**WORK TO DO**.
Rewrite every item below as a JSON list of strings, one string per line and no blank lines. Leave the pictures out.
══════
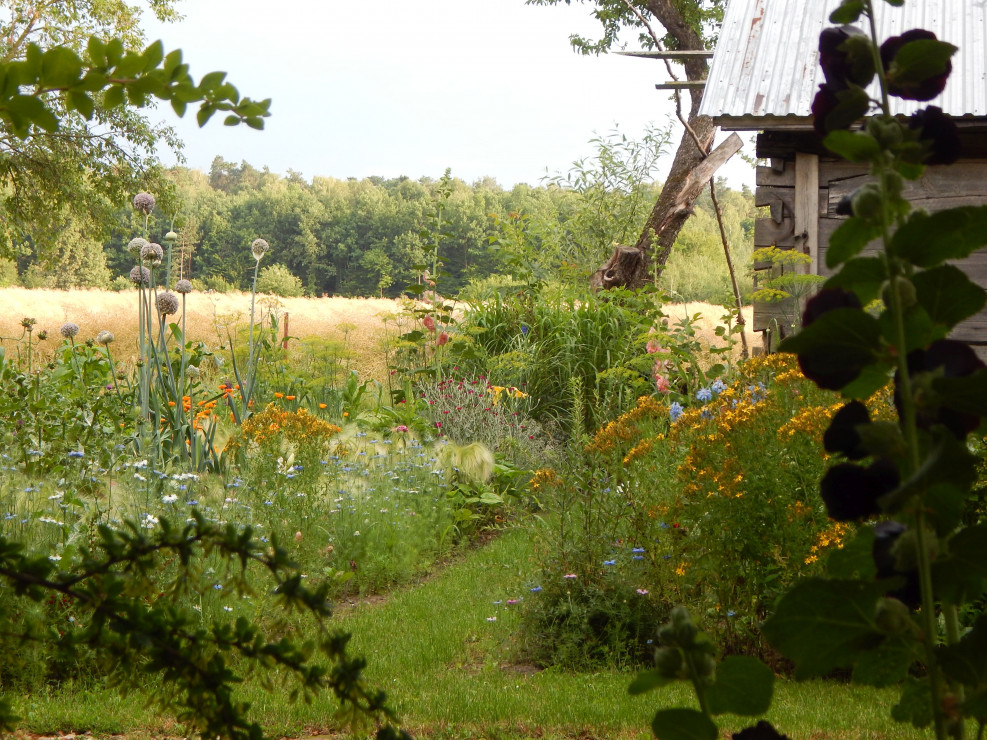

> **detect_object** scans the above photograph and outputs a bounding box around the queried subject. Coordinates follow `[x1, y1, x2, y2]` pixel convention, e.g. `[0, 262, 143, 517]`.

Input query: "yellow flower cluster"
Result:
[241, 403, 340, 445]
[528, 468, 562, 491]
[805, 522, 851, 565]
[778, 403, 843, 441]
[586, 396, 668, 453]
[624, 434, 665, 465]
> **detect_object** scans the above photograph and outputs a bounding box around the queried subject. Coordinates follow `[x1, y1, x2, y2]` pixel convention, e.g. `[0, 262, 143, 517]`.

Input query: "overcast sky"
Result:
[146, 0, 753, 188]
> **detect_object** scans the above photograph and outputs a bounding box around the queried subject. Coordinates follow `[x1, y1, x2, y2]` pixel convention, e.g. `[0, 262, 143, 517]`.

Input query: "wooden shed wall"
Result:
[754, 132, 987, 355]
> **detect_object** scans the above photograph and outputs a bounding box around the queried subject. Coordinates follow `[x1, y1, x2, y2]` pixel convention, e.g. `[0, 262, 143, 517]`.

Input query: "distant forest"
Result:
[3, 157, 755, 301]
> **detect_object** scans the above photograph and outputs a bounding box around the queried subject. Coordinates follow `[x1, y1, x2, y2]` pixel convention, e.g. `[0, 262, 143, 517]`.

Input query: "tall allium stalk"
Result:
[247, 239, 271, 413]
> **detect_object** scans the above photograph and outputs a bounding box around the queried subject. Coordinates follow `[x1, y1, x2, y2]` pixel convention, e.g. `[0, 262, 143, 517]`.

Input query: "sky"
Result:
[144, 0, 753, 188]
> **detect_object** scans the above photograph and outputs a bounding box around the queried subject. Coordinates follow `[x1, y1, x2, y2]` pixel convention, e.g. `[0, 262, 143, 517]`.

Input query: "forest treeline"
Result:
[0, 147, 755, 302]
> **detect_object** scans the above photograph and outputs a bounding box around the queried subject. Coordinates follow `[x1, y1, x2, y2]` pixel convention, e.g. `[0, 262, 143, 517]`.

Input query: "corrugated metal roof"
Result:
[700, 0, 987, 128]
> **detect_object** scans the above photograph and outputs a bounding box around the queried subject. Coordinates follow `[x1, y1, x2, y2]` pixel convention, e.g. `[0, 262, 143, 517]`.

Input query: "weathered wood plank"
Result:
[794, 152, 819, 273]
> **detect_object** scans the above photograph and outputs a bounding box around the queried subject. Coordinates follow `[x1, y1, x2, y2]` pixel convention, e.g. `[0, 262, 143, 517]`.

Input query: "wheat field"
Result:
[0, 288, 759, 380]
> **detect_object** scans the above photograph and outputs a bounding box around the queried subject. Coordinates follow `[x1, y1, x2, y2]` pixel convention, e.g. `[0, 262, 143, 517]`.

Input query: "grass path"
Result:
[16, 529, 927, 740]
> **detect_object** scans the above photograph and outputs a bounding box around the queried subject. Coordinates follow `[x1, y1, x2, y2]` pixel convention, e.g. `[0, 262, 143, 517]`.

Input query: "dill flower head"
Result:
[250, 239, 271, 262]
[127, 236, 150, 259]
[130, 266, 151, 288]
[157, 293, 178, 316]
[141, 242, 164, 265]
[134, 193, 154, 216]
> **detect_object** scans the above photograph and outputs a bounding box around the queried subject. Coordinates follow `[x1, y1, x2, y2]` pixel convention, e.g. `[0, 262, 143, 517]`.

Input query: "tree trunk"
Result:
[590, 0, 716, 289]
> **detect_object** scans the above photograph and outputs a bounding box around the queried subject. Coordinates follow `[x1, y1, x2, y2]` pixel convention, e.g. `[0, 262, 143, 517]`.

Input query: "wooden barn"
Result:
[700, 0, 987, 355]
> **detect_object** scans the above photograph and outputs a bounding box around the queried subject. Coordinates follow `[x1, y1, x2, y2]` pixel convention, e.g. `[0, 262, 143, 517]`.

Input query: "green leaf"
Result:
[823, 130, 881, 162]
[762, 578, 886, 678]
[826, 218, 881, 268]
[891, 676, 932, 729]
[706, 655, 775, 716]
[651, 709, 718, 740]
[892, 206, 987, 267]
[829, 0, 864, 26]
[912, 265, 987, 329]
[627, 671, 672, 696]
[888, 39, 957, 84]
[824, 257, 888, 306]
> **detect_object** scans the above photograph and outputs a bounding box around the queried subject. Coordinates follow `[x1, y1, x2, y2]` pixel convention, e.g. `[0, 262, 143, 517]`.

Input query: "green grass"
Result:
[9, 529, 940, 740]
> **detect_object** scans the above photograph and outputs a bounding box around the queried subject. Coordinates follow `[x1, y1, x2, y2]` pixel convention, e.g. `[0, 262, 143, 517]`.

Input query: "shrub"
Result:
[257, 264, 302, 298]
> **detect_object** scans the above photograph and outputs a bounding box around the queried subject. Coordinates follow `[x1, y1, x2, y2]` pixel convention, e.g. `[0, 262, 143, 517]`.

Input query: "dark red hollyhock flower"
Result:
[908, 105, 962, 164]
[730, 719, 789, 740]
[823, 401, 870, 460]
[881, 28, 953, 100]
[871, 521, 922, 609]
[802, 288, 860, 329]
[819, 458, 901, 522]
[819, 26, 874, 90]
[894, 339, 987, 439]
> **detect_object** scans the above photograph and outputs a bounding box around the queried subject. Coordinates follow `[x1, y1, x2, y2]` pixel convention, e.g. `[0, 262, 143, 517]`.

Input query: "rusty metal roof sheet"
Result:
[700, 0, 987, 128]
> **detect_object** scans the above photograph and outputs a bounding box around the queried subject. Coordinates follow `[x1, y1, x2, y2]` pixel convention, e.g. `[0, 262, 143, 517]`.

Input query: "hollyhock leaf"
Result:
[826, 218, 881, 268]
[891, 676, 932, 729]
[823, 257, 888, 305]
[781, 304, 881, 390]
[889, 206, 987, 267]
[912, 265, 987, 329]
[932, 524, 987, 604]
[651, 709, 719, 740]
[936, 614, 987, 686]
[706, 655, 775, 717]
[823, 401, 870, 460]
[762, 578, 885, 679]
══════
**EXERCISE SOLUTION**.
[
  "> **detect_object** scans the above photograph and outputs a bounding box around the queried subject. Coordinates follow `[x1, y1, x2, y2]` pixel convention, e.g. `[0, 262, 143, 517]`.",
  "Input query: \"yellow flower cluster\"",
  "Result:",
  "[241, 403, 340, 445]",
  "[528, 468, 562, 491]",
  "[805, 522, 851, 565]",
  "[778, 403, 843, 441]",
  "[586, 396, 668, 453]",
  "[624, 434, 665, 465]",
  "> **detect_object** scans the above photograph and outputs a bounding box around the queried subject. Coordinates follow `[x1, y1, x2, y2]` pixel convention, e.g. `[0, 262, 143, 517]`.",
  "Input query: \"overcast sky\"",
  "Result:",
  "[146, 0, 753, 188]",
  "> **detect_object** scans the above photograph and outputs a bounding box around the queried subject. Coordinates follow `[x1, y1, x2, y2]` pixel convention, e.g. `[0, 262, 143, 517]`.",
  "Input query: \"wooden shed wall\"",
  "Result:",
  "[754, 132, 987, 355]",
  "> **detect_object** scans the above photograph and outputs a bounding box around the queried subject. Coordinates follow `[x1, y1, x2, y2]` pixel convention, e.g. `[0, 262, 143, 517]`.",
  "Input query: \"distant forest\"",
  "Result:",
  "[3, 157, 755, 301]",
  "> **detect_object** scans the above photograph and outputs a bounding box around the queried subject. Coordinates follow `[x1, y1, x2, y2]` pixel convention, e.g. `[0, 262, 143, 517]`.",
  "Input query: \"tall allium stalk\"",
  "Result:",
  "[247, 239, 271, 413]",
  "> **detect_object** scans the above photograph and outputs a bounding box around the queried subject. Coordinates follow `[x1, y1, x2, y2]` pixel convention, e.g. `[0, 262, 143, 517]`.",
  "Input query: \"sky\"",
  "Result:",
  "[144, 0, 753, 188]",
  "> **detect_object** scans the above photograph and outputs a bounding box around the queried subject. Coordinates follow `[x1, y1, x2, y2]` pixel convention, e.g. `[0, 262, 143, 517]`.",
  "Input query: \"forest treeline\"",
  "Result:",
  "[0, 147, 755, 302]",
  "> **detect_object** scans the above photograph and outputs a bounding box around the queried subject. Coordinates follow `[x1, y1, x2, y2]` pixel convention, e.g. `[0, 262, 143, 517]`.",
  "Input query: \"corrugated metal roof\"",
  "Result:",
  "[700, 0, 987, 128]",
  "> **detect_object** scans the above photograph and outputs a bounding box around the queried subject. Coordinates follow `[x1, y1, x2, y2]` pixel convention, e.g. `[0, 262, 143, 517]`.",
  "Input query: \"weathered wood plank\"",
  "Result:",
  "[794, 152, 819, 273]",
  "> **detect_object** scans the above photograph and outputs a bounding box around the queried subject. Coordinates follow `[x1, y1, x2, y2]` pixel convention, e.g. `[0, 262, 143, 517]`.",
  "Input query: \"wheat field\"",
  "Result:",
  "[0, 288, 759, 380]",
  "> **detect_object** scans the above photograph and outputs a bounding box around the queried subject. Coordinates follow `[x1, y1, x2, y2]` pixel convention, e.g. `[0, 262, 143, 517]`.",
  "Input query: \"grass path\"",
  "Result:",
  "[16, 529, 927, 740]",
  "> **detect_object** scans the above photograph and outputs a bounding box around the queried subject. Coordinates follow `[x1, y1, x2, y2]` pixel convention, e.g. `[0, 262, 143, 517]`.",
  "Input query: \"dill flower head\"",
  "Result:",
  "[250, 239, 271, 262]",
  "[127, 236, 150, 259]",
  "[130, 266, 151, 288]",
  "[157, 293, 178, 316]",
  "[141, 242, 164, 265]",
  "[134, 193, 154, 216]",
  "> **detect_object** scans the above photograph and outputs a bounding box around the queried subject. Coordinates follow `[x1, y1, x2, y2]` pixel convention, e.g. `[0, 262, 143, 517]`.",
  "Input query: \"tree trunk\"",
  "Result:",
  "[590, 0, 716, 289]",
  "> **detect_object** scans the above photograph and outputs a bounding box around the queried subject. Coordinates follow `[x1, y1, x2, y2]` pixel convention, e.g. `[0, 262, 143, 517]`.",
  "Input query: \"wooden barn\"",
  "Result:",
  "[700, 0, 987, 355]",
  "> **detect_object** scans the above photograph and outputs a bounding box around the queried subject. Coordinates follow `[x1, y1, x2, y2]` pixel convention, e.g. `[0, 262, 143, 517]`.",
  "Input query: \"green leaf\"",
  "Result:",
  "[823, 130, 881, 162]",
  "[762, 578, 886, 678]",
  "[826, 218, 881, 268]",
  "[891, 676, 932, 729]",
  "[706, 655, 775, 716]",
  "[651, 709, 718, 740]",
  "[892, 206, 987, 267]",
  "[829, 0, 864, 26]",
  "[912, 265, 987, 329]",
  "[627, 671, 672, 696]",
  "[888, 39, 957, 84]",
  "[824, 257, 888, 306]",
  "> **detect_object** scans the above photograph and outputs a bounding box around the queried subject. Coordinates follow `[x1, y1, x2, y2]` pixel convention, e.g. `[0, 262, 143, 517]`.",
  "Input query: \"green grass\"",
  "Result:",
  "[9, 529, 940, 740]",
  "> **detect_object** scans the above photograph and outputs a bounding box around the queried subject. Coordinates follow `[x1, y1, x2, y2]` pixel convention, e.g. `[0, 262, 143, 517]`.",
  "Input query: \"shrub\"",
  "Result:",
  "[257, 264, 302, 298]",
  "> **detect_object** scans the above photograph and outputs a bounding box around the queried subject. Coordinates follow `[x1, y1, x2, y2]` pixel convention, e.g. `[0, 262, 143, 517]`.",
  "Input query: \"dark red hollyhock flower\"",
  "Result:",
  "[908, 105, 962, 164]",
  "[730, 719, 789, 740]",
  "[823, 401, 870, 460]",
  "[881, 28, 953, 100]",
  "[871, 521, 922, 609]",
  "[802, 288, 860, 329]",
  "[819, 458, 901, 522]",
  "[819, 26, 874, 90]",
  "[894, 339, 987, 439]",
  "> **detect_object** scans the above photograph and outputs a bounding box around the queried subject. Coordinates follow `[x1, y1, x2, y2]` pixel convention, e.g. `[0, 262, 143, 517]`.",
  "Input query: \"rusty metal roof sheet\"",
  "Result:",
  "[700, 0, 987, 128]",
  "> **detect_object** scans the above photograph and outputs a bounding box around the queried subject. Coordinates follow `[x1, y1, x2, y2]` pixel convention, e.g. `[0, 262, 143, 517]`.",
  "Input query: \"hollyhock leaf\"",
  "Result:",
  "[826, 218, 881, 268]",
  "[891, 676, 932, 729]",
  "[823, 257, 888, 305]",
  "[781, 304, 881, 390]",
  "[889, 206, 987, 267]",
  "[912, 265, 987, 329]",
  "[932, 524, 987, 604]",
  "[651, 709, 719, 740]",
  "[936, 614, 987, 686]",
  "[706, 655, 775, 717]",
  "[823, 401, 870, 460]",
  "[762, 578, 885, 679]"
]